--- START Data ---

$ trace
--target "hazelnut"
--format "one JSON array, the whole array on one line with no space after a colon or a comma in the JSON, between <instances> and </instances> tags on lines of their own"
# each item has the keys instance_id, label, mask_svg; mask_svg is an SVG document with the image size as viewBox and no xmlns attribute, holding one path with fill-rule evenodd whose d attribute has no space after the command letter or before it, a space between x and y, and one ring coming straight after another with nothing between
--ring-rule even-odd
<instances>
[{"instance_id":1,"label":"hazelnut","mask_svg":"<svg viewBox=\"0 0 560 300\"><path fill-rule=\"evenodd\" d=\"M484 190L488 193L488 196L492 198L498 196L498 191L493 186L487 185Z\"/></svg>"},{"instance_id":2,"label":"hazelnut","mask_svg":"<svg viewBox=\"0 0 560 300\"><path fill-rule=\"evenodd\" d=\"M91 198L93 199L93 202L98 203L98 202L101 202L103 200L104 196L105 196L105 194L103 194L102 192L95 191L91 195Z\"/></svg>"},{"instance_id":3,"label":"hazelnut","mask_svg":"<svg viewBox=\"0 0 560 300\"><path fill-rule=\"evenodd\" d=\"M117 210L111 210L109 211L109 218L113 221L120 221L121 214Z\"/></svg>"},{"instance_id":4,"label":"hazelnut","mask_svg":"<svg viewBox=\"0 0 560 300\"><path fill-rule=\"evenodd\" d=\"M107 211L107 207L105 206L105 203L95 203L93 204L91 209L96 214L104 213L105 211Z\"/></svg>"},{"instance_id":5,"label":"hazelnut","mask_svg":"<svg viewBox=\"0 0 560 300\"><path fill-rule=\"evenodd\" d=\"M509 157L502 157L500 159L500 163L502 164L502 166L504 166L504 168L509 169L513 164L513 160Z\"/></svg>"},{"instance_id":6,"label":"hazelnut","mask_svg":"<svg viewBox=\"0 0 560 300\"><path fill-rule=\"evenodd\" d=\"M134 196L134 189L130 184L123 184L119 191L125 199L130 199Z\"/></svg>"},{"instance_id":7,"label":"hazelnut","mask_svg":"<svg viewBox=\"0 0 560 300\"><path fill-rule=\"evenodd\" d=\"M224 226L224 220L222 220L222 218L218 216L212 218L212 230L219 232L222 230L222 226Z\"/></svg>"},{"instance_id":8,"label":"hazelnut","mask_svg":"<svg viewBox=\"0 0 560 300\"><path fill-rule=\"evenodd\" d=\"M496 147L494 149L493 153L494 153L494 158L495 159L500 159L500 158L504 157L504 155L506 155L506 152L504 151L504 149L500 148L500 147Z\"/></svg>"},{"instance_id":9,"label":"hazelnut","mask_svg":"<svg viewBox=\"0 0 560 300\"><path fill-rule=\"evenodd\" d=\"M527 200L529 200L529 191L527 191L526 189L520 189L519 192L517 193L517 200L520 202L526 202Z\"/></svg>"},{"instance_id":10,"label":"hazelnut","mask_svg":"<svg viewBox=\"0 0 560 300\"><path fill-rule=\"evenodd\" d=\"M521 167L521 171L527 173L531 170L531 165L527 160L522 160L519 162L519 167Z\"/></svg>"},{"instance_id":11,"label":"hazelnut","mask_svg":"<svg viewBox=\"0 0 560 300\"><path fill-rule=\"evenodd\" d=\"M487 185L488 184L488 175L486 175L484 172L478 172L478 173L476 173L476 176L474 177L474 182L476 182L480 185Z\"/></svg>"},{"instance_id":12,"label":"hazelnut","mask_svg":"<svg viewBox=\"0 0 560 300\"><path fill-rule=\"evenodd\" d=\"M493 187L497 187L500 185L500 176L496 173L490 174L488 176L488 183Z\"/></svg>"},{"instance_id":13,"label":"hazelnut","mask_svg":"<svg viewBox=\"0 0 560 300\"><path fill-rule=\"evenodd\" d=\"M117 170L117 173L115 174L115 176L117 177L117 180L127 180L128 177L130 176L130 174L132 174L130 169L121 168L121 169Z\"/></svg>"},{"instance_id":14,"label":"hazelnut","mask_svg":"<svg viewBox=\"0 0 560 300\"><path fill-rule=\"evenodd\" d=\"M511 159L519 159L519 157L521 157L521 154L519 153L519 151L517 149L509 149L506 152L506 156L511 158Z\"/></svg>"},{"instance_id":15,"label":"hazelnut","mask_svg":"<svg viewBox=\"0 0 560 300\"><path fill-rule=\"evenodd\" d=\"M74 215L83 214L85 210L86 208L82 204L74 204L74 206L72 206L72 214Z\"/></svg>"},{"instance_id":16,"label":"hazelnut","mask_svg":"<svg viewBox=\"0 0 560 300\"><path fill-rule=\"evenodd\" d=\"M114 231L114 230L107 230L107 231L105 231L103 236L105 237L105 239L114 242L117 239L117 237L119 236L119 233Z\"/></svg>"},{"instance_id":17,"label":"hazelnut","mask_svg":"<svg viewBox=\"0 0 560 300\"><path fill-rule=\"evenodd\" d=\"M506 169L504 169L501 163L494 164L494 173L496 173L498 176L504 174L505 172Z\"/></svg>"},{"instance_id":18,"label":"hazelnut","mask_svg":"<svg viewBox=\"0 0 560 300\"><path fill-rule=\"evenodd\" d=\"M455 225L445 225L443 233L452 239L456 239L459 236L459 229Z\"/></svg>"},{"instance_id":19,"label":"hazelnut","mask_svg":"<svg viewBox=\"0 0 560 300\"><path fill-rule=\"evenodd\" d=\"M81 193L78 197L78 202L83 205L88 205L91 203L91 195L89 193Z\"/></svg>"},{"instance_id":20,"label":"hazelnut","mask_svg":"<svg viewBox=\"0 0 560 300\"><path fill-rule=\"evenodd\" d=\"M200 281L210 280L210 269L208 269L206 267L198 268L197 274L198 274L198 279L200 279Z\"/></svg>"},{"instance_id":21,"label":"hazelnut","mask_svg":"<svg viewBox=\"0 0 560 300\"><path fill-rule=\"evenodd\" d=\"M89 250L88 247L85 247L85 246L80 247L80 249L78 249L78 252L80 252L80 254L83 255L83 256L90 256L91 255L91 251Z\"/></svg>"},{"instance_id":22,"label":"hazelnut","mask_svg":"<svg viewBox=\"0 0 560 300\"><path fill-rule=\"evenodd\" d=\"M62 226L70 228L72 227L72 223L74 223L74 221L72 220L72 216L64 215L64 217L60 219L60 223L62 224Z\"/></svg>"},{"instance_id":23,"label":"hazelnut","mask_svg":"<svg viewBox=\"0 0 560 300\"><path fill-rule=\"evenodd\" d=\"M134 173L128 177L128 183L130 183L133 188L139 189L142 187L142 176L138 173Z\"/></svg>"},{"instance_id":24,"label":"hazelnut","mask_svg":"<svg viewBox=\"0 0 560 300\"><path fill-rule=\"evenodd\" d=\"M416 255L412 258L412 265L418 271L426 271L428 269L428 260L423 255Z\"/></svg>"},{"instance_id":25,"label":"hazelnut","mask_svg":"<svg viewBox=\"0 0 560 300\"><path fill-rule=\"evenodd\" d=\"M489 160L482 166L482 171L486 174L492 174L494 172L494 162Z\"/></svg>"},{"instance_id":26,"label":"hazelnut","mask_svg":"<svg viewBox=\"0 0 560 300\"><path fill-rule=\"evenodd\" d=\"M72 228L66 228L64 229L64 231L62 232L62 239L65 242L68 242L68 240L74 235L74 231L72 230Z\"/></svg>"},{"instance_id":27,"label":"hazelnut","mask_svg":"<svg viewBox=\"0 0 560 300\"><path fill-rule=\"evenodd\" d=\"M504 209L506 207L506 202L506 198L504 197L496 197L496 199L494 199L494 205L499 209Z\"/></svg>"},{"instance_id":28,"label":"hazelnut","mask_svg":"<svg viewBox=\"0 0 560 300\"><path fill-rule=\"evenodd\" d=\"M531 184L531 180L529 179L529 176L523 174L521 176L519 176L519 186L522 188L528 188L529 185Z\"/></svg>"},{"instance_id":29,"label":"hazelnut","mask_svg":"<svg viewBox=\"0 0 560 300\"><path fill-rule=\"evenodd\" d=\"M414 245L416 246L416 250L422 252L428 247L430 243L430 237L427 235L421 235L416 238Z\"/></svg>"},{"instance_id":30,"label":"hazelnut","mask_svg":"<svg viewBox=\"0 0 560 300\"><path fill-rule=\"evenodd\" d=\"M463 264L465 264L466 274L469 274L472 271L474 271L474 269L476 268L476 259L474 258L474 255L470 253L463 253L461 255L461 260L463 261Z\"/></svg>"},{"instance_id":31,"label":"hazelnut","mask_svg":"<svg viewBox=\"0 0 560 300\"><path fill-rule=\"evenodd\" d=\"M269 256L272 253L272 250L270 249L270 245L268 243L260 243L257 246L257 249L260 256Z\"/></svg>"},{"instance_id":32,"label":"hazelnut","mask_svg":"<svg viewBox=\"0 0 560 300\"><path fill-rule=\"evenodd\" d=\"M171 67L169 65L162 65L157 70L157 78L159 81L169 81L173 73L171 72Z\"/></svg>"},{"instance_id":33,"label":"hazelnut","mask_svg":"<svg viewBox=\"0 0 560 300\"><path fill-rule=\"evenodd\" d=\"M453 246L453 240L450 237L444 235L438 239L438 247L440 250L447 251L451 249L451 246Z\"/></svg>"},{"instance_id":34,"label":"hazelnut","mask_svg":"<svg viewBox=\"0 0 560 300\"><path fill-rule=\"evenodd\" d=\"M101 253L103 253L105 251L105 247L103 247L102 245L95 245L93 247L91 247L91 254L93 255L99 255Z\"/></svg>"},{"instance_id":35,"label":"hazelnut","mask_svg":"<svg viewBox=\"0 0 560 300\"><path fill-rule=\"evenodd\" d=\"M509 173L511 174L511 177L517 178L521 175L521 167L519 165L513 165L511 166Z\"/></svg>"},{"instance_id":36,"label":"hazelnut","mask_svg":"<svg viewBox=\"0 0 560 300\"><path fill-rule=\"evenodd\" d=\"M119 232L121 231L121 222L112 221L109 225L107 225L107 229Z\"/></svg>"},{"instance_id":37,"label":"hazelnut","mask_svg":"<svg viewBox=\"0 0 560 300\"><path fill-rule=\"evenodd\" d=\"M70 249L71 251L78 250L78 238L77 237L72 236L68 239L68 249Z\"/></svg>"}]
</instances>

--- END Data ---

Reproduce the stretch of the listing from its first line through the line containing "JSON array, the", with both ends included, character for character.

Response to the exercise —
$ trace
--target "hazelnut"
--format "one JSON array, the whole array on one line with no space after a colon or a comma in the JSON, between <instances> and </instances> tags on lines of their own"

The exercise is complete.